Por duas razões objetivas, e autônomas, temos o dever de reformular o Projeto Pedagógico do Curso de Direito da UFMG. A primeira é a aprovação de novas Normas Gerais de Graduação, que assinalam o curtíssimo prazo de 240 dias para a tarefa. E a segunda é a aprovação das novas Diretrizes Curriculares Nacionais do Curso de Direito. Assim, nosso desafio já não é discutir a conveniência da reforma, mas o melhor modo de fazê-la.
Vou começar do começo: que tal se fizéssemos o compromisso solene de conduzir os debates com generosidade! Sim, porque respeito é pressuposto elementar, mas insuficiente para o tamanho da tarefa. Vivemos um tempo especialmente tenso. Nossos alunos estão prestes a enfrentar um mercado de trabalho cheio de incertezas. Então, não basta ouvir e falar com consideração pelo outro. Precisamos nos dispor a assumir o lugar do outro, sacrificar interesses pessoais, compartilhar, ajudar.

# LISTA DE TAREFAS
a: Responda com base no texto sobre a reforma do Projeto Pedagógico do Curso de Direito da UFMG:
(i) Que prazo as novas Normas Gerais de Graduação dão para a reformulação?
(ii) Qual é a segunda razão apontada para reformular o projeto?
(iii) O que os alunos estão prestes a enfrentar, segundo o texto?
b: No texto sobre a reforma do Projeto Pedagógico do Curso de Direito da UFMG, por que se propõe conduzir os debates com generosidade, e não apenas com respeito? Responda em até três frases.
c: Dê continuidade ao texto sobre a reforma do Projeto Pedagógico do Curso de Direito da UFMG a partir da última frase apresentada.

# TRECHOS DOS DADOS
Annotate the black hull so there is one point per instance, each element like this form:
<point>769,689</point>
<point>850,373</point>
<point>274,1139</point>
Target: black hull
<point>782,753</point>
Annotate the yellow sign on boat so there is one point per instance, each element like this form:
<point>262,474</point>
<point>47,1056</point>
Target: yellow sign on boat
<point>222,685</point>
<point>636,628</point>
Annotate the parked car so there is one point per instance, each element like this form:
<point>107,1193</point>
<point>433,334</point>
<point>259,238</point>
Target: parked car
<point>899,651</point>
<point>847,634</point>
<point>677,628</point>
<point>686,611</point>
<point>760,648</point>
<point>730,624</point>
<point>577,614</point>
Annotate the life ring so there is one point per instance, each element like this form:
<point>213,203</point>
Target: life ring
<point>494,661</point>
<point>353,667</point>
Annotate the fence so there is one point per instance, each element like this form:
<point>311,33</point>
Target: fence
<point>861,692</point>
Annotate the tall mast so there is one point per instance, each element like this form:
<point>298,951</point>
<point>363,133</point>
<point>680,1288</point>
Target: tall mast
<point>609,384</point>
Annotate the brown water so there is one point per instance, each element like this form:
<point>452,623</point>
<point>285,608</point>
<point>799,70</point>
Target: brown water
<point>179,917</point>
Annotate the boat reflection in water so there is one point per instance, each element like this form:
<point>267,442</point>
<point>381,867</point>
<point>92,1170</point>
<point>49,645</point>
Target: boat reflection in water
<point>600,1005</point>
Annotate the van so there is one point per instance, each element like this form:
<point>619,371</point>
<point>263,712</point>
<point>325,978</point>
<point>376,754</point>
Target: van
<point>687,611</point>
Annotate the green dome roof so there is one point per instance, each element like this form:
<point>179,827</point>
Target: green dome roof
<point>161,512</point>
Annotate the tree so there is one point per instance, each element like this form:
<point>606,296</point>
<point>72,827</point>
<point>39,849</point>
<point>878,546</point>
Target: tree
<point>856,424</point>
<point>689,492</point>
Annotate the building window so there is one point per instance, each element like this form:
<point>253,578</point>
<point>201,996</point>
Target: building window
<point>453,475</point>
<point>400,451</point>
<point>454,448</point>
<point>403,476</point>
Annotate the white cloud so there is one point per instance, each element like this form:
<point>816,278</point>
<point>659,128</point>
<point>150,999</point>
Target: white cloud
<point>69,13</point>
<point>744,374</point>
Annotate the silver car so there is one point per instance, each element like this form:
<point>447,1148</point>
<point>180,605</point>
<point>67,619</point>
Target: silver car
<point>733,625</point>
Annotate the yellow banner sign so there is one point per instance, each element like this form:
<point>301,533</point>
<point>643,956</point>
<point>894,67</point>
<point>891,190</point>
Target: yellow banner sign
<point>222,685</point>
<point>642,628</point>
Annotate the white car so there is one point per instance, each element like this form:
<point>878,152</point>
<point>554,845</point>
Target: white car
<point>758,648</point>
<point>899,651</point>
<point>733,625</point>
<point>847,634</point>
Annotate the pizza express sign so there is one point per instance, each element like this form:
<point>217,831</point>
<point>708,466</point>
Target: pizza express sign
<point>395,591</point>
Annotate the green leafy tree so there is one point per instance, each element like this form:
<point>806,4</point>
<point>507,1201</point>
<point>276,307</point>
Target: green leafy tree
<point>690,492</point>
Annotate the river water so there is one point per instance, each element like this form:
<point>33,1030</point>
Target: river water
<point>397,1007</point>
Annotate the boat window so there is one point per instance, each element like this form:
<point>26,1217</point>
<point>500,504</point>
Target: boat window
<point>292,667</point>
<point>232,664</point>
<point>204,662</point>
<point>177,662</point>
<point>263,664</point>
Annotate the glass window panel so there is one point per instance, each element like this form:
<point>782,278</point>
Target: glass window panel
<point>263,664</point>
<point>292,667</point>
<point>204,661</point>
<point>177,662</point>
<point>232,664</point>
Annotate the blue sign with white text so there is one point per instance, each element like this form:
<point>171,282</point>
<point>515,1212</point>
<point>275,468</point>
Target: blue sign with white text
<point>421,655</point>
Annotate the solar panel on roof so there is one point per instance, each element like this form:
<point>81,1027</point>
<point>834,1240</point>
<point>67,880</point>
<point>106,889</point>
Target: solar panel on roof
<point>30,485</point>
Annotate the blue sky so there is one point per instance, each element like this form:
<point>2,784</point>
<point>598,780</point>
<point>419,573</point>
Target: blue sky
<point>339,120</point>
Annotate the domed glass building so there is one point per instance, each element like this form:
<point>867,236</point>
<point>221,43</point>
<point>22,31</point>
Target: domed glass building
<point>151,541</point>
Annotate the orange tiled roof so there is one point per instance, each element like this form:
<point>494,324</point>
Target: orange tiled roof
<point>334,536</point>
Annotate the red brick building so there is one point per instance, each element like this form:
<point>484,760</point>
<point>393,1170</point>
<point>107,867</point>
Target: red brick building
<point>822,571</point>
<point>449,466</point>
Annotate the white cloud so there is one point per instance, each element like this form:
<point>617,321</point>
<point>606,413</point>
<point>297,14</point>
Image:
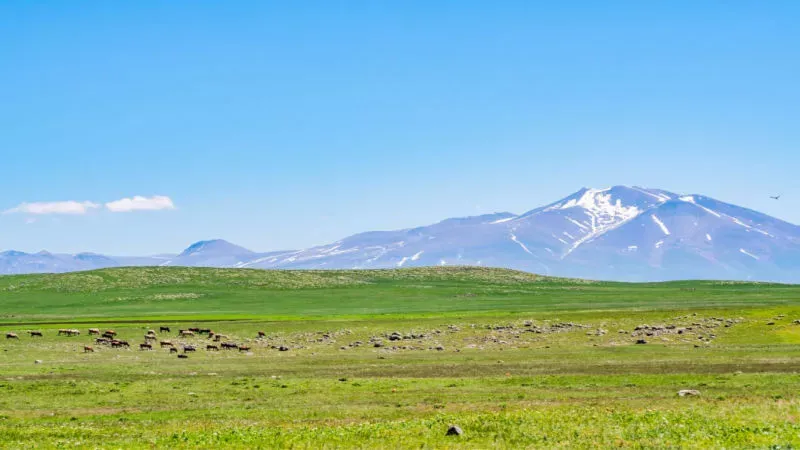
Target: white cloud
<point>139,203</point>
<point>67,207</point>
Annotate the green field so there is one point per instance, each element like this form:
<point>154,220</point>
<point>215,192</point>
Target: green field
<point>515,360</point>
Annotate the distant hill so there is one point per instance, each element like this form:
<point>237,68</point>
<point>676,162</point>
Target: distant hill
<point>620,233</point>
<point>157,294</point>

# RESPOSTAS
a:
(i) O prazo de 240 dias.
(ii) A aprovação das novas Diretrizes Curriculares Nacionais do Curso de Direito.
(iii) Um mercado de trabalho cheio de incertezas.

b: O respeito é um pressuposto elementar, mas não basta para uma tarefa desse tamanho. Além disso, o tempo é especialmente tenso, e os alunos estão prestes a enfrentar um mercado de trabalho cheio de incertezas. Por isso é preciso assumir o lugar do outro, sacrificar interesses pessoais, compartilhar e ajudar.

c:
Depois, penso que algumas diretrizes de trabalho poderiam contribuir.
A primeira é moderação. Eu já defendi reformas radicais. Em minhas turmas de graduação, inclusive, fiz as experiências mais malucas. Mas, hoje, estou convicto de que deveríamos manter a estrutura básica do curso e inserir pequenas novidades com potencial de transformação. A verdade é que nosso curso é bom. E isso passa, evidentemente, pela qualidade dos alunos, dos professores, dos servidores técnico-administrativos, pela longa tradição da Faculdade de Direito e pelo fato de que estamos inseridos numa Universidade de excelência. Com pequenos ajustes, poderíamos subir a um novo patamar. A moderação também tem a ver com a necessidade de que a reforma não seja apenas um conjunto de ideias no papel, mas a tradução de um consenso construído por meio do diálogo e alegremente vivenciado em nossa experiência cotidiana.
A segunda é equilíbrio, mas num sentido bastante específico: nenhuma modificação deveria perturbar o atual equilíbrio entre os quatro departamentos responsáveis pelo curso. Assim, para tranquilidade de todos, deveríamos garantir, no ponto de partida, que cada um deles manteria a mesma participação proporcional na oferta de disciplinas obrigatórias e teria voz ativa nas decisões sobre que matérias incluir e que matérias excluir da matriz curricular.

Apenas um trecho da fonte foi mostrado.